Staging the photographic act

The photograph of Joseph Beuys bleeding from the nose is only one of many photographs that were taken by Heinrich Riebesehl at the Aachen festival. Taking a closer look at the other pictures, one quickly realizes which interests drove the photographer. Most of his photographs focus neither on the performances, nor on the artists or the stage. Instead, they make the audience their subject. Photographing from a position on or behind the stage, Riebesehl primarily shows the reaction of the public to the performances. The photographs direct the attention of the beholder to the attendees watching the happening on stage, taking photographs and playing with props distributed in the audience space. Artists like Wolf Vostell, Robert Filliou, or Arthur Köpcke are captured from behind or from the side, whereby the frame often cuts off parts of their bodies. By focusing on the audience, Riebesehl displaces the stage from the constructed stage area into the audience space. In his pictures, the actors are not epitomized by the artists, but by the students commenting on the performances with their scrutiny and gestures. With this approach, Riebesehl presents his personal view of the Aachen festival. He creates an image of the event that differs from conventional performance recordings, insofar as he neglects what is supposed to be important: the artist’s performances. Not documenting the development of the performances, Riebesehl asserts that the significance of the event is not to be seen in the happenings on stage, but in the behavior of the audience.

········

* **TASKS**:
1. In the passage above on Heinrich Riebesehl's Aachen festival photographs, translate this sentence into French: "Most of his photographs focus neither on the performances, nor on the artists or the stage."
2. Continue the passage above on Heinrich Riebesehl's Aachen festival photographs, picking up after its final sentence.

········

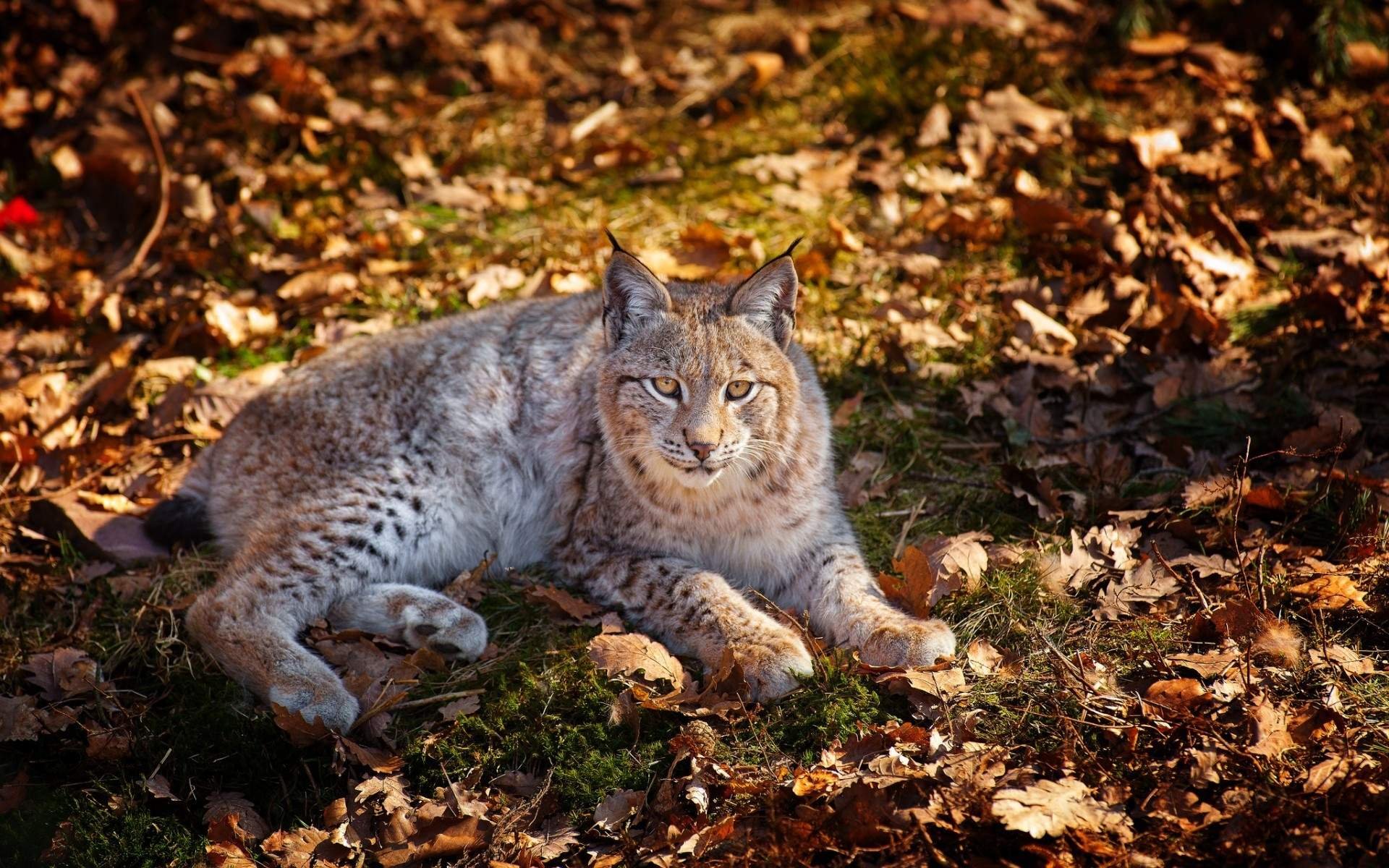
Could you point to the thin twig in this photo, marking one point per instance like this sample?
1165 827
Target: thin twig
431 700
161 214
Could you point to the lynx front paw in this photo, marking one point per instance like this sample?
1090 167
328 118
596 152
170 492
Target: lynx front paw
773 665
328 703
910 643
457 634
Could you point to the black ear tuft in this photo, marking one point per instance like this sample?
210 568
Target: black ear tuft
768 297
631 294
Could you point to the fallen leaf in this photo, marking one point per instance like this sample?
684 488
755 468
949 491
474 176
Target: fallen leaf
1153 148
302 733
617 809
1141 587
1053 807
765 67
1331 592
1268 728
985 659
490 282
1331 158
632 653
1159 45
231 803
102 535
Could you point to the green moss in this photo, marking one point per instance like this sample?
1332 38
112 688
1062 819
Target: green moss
88 833
1257 320
551 717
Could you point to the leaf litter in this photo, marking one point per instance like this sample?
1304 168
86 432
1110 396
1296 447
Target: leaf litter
1106 350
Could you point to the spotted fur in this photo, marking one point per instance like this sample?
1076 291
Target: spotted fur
532 433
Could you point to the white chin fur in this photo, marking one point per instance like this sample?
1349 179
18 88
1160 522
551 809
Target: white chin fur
694 480
697 478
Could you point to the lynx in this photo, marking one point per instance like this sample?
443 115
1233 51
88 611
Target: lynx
663 446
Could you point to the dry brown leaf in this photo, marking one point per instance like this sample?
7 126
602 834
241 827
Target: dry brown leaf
231 803
1268 728
563 603
1331 158
765 67
63 674
1053 807
1209 664
631 653
18 721
302 733
1153 148
1177 697
1331 592
1160 45
925 689
1137 590
617 809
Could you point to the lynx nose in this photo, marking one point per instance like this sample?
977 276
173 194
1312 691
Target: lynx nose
700 449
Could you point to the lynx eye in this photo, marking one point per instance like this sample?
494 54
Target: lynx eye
667 385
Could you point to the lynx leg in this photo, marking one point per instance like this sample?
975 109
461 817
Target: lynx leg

········

* **RESULTS IN ORDER**:
1. La plupart de ses photographies ne se concentrent ni sur les performances, ni sur les artistes ou la scène.

2.
Furthermore, he reflects on his own photographic activity in his pictures. In nearly all of them, Riebesehl depicts one or several persons holding a camera or taking a photograph. By representing the photographers in the center of the image, or illuminated by a spot of light, he reveals them to be key figures of the event. The white dots in the audience space materialize the photographic act in the picture. Resulting from the flashbulbs of photographers capturing the happening on stage, they envision the technical function of the camera and inscribe the act of pressing the shutter into the image. In addition, the presence of the flashes in the photograph shows the generally fragmentary character of the performance still. As we do not see what the photographers are depicting, we realize that Riebesehl’s photographs convey only one perspective on the Aachen festival. As gaps in the picture, the white dots epitomize both the viewpoints that we are missing from our standpoint and the impossibility of representing a spatiotemporal event in all respects. At the same time, the reflections of the flashbulbs can be considered as narrative gaps; to use Wolfgang Iser’s terms, as empty spaces that must be filled with information by the beholder.[17] In this way, we are asked to reconstruct the subject of the photographer’s pictures by combining the information given in the image. Finally, by representing the photographers in a prominent manner, Riebesehl stages the double gesture of proximity and distance inherent in each performance still. As the flashbulbs focus not only on Riebesehl, but also on us, as beholders of the photograph, they integrate us into the pictures. As a central motif of the cameras, we are located on the stage within the happenings. But, simultaneously, the reflections of the flashes in the picture make us realize that we are not part of the live event. Looking at the photograph, we feel neither blinded by them, nor do we hear the photographer pressing the shutter. And, since the momentary flash permanently remains, we are forced to recognize that the image represents only one second of an event that is already past. In summary, by introducing the photographers into his pictures, Riebesehl succeeds not only in conveying the atmosphere of the Festival der Neuen Kunst, but also tells about the character, the function, and the effect of performance stills.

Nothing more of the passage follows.